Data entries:
========================================================================

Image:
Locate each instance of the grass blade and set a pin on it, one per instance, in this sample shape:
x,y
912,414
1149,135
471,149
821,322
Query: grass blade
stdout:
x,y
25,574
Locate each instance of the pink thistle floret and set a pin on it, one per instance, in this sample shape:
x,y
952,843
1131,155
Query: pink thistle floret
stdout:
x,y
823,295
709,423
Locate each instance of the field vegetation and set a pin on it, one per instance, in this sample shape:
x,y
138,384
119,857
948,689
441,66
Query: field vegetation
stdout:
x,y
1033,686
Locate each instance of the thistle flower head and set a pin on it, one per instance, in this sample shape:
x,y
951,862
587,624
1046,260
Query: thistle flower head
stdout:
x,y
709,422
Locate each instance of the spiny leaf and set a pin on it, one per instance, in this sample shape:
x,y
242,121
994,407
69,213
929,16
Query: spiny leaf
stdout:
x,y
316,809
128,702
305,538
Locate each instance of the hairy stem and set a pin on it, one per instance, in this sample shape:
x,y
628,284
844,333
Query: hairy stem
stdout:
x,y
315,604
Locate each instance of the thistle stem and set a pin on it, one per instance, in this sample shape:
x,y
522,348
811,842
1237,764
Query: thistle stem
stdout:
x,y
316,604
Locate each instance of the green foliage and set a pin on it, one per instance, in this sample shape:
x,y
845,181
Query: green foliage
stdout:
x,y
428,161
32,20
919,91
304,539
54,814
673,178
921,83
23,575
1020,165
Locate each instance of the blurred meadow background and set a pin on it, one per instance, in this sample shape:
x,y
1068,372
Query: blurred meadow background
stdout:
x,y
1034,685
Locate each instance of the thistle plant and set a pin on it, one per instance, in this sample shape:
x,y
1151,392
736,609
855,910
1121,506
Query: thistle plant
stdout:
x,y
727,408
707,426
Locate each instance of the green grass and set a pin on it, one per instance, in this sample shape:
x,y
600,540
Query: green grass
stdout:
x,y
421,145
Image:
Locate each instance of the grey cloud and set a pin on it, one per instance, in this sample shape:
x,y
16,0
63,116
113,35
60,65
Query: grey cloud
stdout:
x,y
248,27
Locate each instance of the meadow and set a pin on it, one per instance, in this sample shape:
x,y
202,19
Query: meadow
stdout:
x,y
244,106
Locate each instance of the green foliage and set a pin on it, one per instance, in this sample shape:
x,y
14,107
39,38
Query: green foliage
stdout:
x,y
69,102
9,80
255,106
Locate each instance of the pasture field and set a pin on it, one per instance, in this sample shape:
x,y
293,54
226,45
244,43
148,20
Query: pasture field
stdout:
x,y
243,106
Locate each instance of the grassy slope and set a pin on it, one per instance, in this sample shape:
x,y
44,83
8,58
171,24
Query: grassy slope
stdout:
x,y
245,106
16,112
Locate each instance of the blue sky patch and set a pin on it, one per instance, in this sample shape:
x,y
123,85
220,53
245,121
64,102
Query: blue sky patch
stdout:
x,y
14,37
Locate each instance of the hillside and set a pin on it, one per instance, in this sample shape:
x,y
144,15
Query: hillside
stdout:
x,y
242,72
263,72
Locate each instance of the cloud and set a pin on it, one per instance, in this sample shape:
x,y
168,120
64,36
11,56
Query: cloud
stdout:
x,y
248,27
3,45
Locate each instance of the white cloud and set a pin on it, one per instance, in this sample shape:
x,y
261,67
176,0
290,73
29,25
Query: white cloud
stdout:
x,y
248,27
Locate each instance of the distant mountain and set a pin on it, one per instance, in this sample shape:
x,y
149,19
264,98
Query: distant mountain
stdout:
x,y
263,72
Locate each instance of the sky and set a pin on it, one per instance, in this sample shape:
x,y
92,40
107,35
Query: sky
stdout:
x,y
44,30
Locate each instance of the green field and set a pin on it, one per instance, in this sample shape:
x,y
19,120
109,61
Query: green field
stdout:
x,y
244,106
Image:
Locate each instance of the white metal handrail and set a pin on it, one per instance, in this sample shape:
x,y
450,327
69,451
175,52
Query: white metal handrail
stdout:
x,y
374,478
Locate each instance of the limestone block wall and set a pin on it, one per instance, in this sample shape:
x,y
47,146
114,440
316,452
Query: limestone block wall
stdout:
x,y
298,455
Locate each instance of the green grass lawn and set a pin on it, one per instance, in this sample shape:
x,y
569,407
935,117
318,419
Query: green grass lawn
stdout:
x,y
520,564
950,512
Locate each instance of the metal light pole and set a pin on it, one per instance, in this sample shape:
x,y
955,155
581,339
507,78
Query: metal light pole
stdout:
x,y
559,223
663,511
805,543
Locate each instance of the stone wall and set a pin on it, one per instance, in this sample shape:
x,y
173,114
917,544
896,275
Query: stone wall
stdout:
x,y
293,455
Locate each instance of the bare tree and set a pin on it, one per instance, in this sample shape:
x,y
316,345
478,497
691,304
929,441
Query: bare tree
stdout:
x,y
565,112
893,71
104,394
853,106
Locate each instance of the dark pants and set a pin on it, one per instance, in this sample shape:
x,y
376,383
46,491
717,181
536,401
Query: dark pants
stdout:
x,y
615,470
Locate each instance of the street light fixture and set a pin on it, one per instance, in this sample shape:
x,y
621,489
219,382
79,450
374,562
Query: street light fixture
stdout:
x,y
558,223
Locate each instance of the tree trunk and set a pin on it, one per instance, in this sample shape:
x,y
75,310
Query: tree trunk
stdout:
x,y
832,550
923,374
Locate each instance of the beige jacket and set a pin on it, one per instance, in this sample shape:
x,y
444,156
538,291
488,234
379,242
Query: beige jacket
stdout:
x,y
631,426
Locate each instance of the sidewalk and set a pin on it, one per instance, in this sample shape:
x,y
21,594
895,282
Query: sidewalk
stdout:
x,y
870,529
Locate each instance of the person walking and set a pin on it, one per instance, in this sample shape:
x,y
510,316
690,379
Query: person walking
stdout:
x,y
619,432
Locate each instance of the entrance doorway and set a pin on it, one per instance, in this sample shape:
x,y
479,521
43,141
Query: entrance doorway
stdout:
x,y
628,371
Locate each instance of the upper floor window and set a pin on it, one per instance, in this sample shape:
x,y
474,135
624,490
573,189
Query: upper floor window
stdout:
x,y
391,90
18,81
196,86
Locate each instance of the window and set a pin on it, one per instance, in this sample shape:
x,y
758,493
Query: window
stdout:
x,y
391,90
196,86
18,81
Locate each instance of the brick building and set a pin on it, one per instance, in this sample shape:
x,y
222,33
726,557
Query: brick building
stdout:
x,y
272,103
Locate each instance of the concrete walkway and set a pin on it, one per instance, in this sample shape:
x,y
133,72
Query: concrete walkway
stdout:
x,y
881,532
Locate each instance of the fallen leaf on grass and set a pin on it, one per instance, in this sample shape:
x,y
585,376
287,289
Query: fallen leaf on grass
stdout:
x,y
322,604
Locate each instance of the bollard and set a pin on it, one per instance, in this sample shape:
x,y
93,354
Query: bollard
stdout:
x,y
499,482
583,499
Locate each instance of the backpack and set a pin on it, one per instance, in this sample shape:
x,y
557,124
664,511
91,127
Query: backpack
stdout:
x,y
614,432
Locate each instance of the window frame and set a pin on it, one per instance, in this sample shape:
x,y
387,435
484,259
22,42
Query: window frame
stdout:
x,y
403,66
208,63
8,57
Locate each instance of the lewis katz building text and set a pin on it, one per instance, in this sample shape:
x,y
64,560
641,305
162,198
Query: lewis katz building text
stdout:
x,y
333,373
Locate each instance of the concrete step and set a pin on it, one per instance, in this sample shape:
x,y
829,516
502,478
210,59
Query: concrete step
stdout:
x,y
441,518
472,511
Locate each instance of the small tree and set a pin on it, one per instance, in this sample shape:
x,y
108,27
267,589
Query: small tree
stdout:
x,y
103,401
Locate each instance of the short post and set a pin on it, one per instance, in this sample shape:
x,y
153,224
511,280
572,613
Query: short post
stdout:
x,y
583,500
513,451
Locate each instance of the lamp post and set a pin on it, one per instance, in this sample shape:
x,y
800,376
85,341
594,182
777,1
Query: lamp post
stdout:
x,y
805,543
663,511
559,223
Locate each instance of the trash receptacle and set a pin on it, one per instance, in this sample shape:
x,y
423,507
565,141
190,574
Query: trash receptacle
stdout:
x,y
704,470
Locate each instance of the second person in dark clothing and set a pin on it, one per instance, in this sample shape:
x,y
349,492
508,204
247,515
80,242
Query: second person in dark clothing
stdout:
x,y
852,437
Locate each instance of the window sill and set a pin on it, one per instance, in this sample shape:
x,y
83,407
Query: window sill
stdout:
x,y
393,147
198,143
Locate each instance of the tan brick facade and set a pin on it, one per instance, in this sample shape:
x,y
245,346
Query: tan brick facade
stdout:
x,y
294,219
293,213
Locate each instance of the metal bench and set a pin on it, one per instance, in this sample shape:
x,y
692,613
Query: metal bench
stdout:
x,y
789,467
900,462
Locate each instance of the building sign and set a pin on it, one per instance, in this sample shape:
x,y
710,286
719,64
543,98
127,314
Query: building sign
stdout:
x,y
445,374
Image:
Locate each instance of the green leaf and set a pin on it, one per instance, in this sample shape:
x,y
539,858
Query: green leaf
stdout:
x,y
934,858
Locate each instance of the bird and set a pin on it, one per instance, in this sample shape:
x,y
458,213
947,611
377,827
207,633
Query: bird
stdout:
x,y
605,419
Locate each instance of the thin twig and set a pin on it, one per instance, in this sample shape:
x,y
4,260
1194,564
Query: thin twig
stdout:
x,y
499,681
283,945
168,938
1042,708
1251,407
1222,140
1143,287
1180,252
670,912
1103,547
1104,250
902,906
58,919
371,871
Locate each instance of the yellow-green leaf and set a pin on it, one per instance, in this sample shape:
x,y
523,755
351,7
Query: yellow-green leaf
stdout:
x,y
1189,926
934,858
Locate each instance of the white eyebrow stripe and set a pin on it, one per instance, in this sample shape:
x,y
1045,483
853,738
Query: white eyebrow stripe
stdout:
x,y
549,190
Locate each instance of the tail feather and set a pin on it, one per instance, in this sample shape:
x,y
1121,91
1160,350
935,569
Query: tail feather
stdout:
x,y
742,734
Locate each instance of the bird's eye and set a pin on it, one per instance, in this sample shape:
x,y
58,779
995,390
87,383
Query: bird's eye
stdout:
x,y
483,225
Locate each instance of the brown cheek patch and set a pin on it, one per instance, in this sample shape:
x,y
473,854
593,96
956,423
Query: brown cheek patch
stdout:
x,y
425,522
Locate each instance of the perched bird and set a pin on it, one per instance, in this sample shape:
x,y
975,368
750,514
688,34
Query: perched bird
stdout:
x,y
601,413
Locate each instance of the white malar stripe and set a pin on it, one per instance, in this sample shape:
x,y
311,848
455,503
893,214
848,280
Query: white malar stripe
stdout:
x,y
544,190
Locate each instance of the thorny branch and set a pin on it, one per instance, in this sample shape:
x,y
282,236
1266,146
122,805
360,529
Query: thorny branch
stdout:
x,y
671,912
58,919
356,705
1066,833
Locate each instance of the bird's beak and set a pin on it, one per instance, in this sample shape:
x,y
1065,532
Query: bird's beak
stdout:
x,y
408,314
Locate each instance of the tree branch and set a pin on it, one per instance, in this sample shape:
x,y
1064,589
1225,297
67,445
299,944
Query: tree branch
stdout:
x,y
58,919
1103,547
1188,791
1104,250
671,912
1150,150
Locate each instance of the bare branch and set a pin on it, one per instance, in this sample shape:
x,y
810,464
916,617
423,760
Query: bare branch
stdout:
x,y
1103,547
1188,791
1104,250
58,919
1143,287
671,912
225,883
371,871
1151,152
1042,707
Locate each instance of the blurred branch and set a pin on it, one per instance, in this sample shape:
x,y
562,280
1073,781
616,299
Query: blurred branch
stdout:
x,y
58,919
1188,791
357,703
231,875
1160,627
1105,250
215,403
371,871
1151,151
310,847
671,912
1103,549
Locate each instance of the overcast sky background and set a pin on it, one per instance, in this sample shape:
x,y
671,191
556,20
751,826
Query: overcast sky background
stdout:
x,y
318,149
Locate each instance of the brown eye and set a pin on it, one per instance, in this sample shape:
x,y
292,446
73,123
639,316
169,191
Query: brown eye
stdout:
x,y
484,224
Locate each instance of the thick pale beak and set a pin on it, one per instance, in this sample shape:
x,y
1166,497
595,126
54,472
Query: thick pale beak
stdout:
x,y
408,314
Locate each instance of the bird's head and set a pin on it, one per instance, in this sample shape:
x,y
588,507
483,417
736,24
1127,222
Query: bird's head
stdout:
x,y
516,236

========================================================================

STATED PROBLEM:
Give every line from the one containing "Locate each instance of the bird's head" down to the end of the items as a JSON list of strings, one string per line, with blank lines omitted.

RESULT:
[
  "Locate each instance of the bird's head and set a pin on it, one per instance, in this sample shape:",
  "x,y",
  "588,507",
  "483,417",
  "736,24",
  "1127,222",
  "Query: bird's head",
  "stdout:",
  "x,y",
  "516,236"
]